* **STATED EXERCISE**
Transcribe every one of the records below word for word, leaving out the pictures.

[begin PROVIDED MATERIAL]

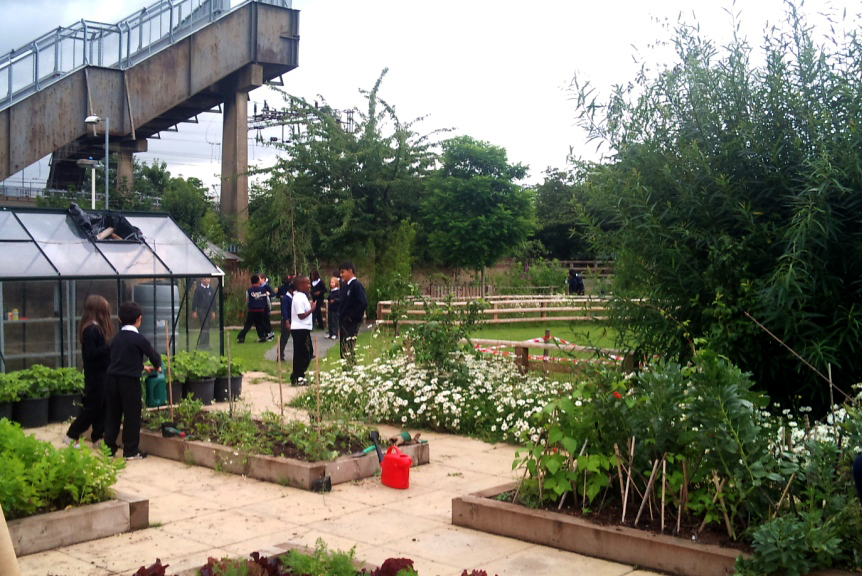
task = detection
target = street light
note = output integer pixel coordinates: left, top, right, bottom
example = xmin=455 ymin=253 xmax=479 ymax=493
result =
xmin=78 ymin=156 xmax=101 ymax=210
xmin=84 ymin=116 xmax=111 ymax=210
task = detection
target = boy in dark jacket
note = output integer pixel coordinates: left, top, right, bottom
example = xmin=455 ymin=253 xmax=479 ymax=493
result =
xmin=338 ymin=261 xmax=368 ymax=366
xmin=105 ymin=302 xmax=162 ymax=460
xmin=236 ymin=274 xmax=269 ymax=344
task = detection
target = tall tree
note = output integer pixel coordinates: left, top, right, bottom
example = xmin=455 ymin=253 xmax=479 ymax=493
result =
xmin=575 ymin=4 xmax=862 ymax=405
xmin=423 ymin=136 xmax=533 ymax=288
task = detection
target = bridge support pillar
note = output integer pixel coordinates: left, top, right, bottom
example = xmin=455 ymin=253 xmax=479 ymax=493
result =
xmin=221 ymin=64 xmax=263 ymax=240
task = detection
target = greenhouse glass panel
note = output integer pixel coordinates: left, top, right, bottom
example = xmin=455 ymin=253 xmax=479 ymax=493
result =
xmin=18 ymin=212 xmax=117 ymax=276
xmin=97 ymin=241 xmax=171 ymax=276
xmin=128 ymin=216 xmax=219 ymax=276
xmin=0 ymin=212 xmax=30 ymax=240
xmin=0 ymin=241 xmax=57 ymax=278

[end PROVIDED MATERIAL]

* **TASK ANSWER**
task = detection
target = street light
note = output integer pixel coordinates: left, top, right, bottom
example = xmin=455 ymin=253 xmax=479 ymax=493
result =
xmin=78 ymin=156 xmax=101 ymax=210
xmin=84 ymin=116 xmax=111 ymax=210
task = detection
target = boy in dark jacket
note = output integer pixel coordinates: left, top, right, bottom
example = xmin=455 ymin=253 xmax=479 ymax=493
result =
xmin=338 ymin=261 xmax=368 ymax=366
xmin=105 ymin=302 xmax=162 ymax=460
xmin=236 ymin=274 xmax=269 ymax=344
task = detection
target = tall tree
note = output integer pixel coordinates: left, top, right, bottom
example = xmin=455 ymin=253 xmax=479 ymax=493
result =
xmin=575 ymin=4 xmax=862 ymax=405
xmin=423 ymin=136 xmax=533 ymax=288
task = detection
target = bridge support pillar
note = output integer pixel coordinates: left, top, right, bottom
example = xmin=455 ymin=253 xmax=479 ymax=493
result =
xmin=221 ymin=64 xmax=263 ymax=240
task = detection
target = greenhouse glass panel
note = output integer pixel coordinates: left, top, right, bottom
example = xmin=455 ymin=253 xmax=479 ymax=493
result =
xmin=18 ymin=212 xmax=117 ymax=276
xmin=97 ymin=241 xmax=171 ymax=276
xmin=128 ymin=216 xmax=219 ymax=276
xmin=0 ymin=212 xmax=30 ymax=240
xmin=0 ymin=241 xmax=57 ymax=278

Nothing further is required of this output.